INSTRUCTIONS FOR THE TASK: Return every entry exactly.

TASK INPUT:

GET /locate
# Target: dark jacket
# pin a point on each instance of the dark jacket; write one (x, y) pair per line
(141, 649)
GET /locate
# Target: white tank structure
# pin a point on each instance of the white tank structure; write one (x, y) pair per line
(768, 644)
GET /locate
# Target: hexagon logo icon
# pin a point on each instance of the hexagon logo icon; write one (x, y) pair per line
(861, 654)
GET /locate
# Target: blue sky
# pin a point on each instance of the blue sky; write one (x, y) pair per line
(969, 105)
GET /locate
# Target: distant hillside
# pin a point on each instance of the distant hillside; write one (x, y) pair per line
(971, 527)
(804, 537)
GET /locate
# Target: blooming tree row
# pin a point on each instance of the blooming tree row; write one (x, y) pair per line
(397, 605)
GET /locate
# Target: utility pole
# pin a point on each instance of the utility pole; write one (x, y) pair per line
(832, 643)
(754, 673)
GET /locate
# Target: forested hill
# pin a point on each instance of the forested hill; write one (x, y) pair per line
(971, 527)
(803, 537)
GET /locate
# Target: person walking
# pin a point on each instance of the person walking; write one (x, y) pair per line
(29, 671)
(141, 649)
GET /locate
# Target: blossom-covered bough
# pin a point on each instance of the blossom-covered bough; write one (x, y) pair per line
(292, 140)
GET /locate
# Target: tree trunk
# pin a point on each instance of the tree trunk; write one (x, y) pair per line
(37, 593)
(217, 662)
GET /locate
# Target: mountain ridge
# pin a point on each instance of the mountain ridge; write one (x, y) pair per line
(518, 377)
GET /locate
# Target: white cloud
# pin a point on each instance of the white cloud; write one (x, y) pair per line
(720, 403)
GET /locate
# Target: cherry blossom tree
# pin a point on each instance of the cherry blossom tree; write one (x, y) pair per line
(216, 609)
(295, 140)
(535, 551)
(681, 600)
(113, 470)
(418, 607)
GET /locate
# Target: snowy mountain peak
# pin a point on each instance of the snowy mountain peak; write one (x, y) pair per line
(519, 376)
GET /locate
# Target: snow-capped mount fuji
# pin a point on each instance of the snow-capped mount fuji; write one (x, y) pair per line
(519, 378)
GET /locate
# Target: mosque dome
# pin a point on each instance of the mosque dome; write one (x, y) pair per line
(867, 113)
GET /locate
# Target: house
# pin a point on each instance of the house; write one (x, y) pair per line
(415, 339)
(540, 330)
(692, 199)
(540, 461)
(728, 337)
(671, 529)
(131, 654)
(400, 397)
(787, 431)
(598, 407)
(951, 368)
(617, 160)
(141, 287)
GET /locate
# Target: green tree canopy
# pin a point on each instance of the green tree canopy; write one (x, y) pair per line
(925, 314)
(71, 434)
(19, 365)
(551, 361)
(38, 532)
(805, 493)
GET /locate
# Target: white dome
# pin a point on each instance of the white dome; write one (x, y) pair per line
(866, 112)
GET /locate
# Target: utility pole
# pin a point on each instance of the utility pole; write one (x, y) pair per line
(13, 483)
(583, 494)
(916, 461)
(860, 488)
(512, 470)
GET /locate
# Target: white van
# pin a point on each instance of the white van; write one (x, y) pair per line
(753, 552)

FINISHED TASK:
GET /locate
# Target: dark jacket
# pin a point on each instance of the dark jacket; write one (x, y) pair per line
(141, 649)
GET /locate
# Target: white tank structure
# pin a point on each instance of the white tank structure; write one (x, y) pair per line
(768, 644)
GET /locate
# Target: hexagon logo icon
# pin a point on each instance of the hexagon logo icon; write one (x, y) pair per line
(861, 654)
GET /locate
# Target: blue sky
# pin a point on each instance of the blue sky; write one (x, y) pair per line
(969, 105)
GET /locate
# Target: distant hillside
# pin a point on each instance of the distant hillside; write one (x, y) pair per line
(971, 527)
(804, 537)
GET /locate
# Target: blooming tree row
# pin a point on each instance of the blooming tree row; write one (x, y) pair per line
(397, 605)
GET /locate
# Target: utility pole
# pin a point on each instance of the utility pole; write one (x, y) pair per line
(832, 643)
(754, 673)
GET /locate
# Target: forested hill
# pin a point on each instance of the forested hill; write one (x, y) pair per line
(971, 527)
(803, 537)
GET /locate
# Target: person walking
# pin a point on each instance of the person walking; write one (x, y) pair per line
(29, 671)
(141, 649)
GET /locate
# Target: blossom-covered bough
# pin a point on each instance of the blossom-covered bough; write one (x, y) pair per line
(292, 140)
GET /locate
# Target: tree trunk
# pin a point on each instance of the tree trunk; write one (x, y) pair per line
(37, 593)
(217, 662)
GET /locate
# Target: mountain ridge
# pin a point on each instance of the mountain ridge; write one (x, y) pair per line
(518, 377)
GET /locate
# Target: white cloud
# pin a point on each instance of the white cloud; write one (x, y) pair per line
(720, 403)
GET /locate
# Target: cherry blossom tree
# pin a point on each instance of the cherry blossom tree; write one (x, y) pair per line
(216, 609)
(295, 140)
(535, 551)
(681, 600)
(113, 470)
(418, 607)
GET /locate
# Target: snowy mountain peak
# pin a point on each instance of the snowy mountain peak; write one (x, y) pair per line
(519, 376)
GET /locate
# Target: snow-capped mount fuji
# pin a point on each instance of the snow-capped mount fuji; write one (x, y) pair per line
(519, 378)
GET /locate
# Target: mosque dome
# pin a point on each instance of the mosque dome; write one (x, y) pair per line
(867, 113)
GET /locate
# Target: house
# pin a point on each instance of the house; write one (x, y) pair per line
(415, 339)
(540, 330)
(692, 199)
(540, 461)
(728, 337)
(671, 529)
(131, 654)
(400, 397)
(787, 431)
(598, 407)
(951, 368)
(617, 160)
(141, 287)
GET /locate
# Target: green tree canopy
# pin a point on each instance of the green tree canopy; write one (x, y) pair per line
(925, 314)
(71, 434)
(19, 365)
(551, 361)
(38, 532)
(805, 493)
GET /locate
# Target: white dome
# pin a point on each instance of the white dome; write one (x, y) pair per line
(866, 112)
GET /locate
# Target: utility pole
# pin a point on each instance of the utility pole; write one (x, y) pair per line
(13, 483)
(583, 494)
(916, 461)
(860, 488)
(512, 470)
GET /locate
# Target: white van
# pin a point on each instance of the white van; write one (x, y) pair per line
(753, 552)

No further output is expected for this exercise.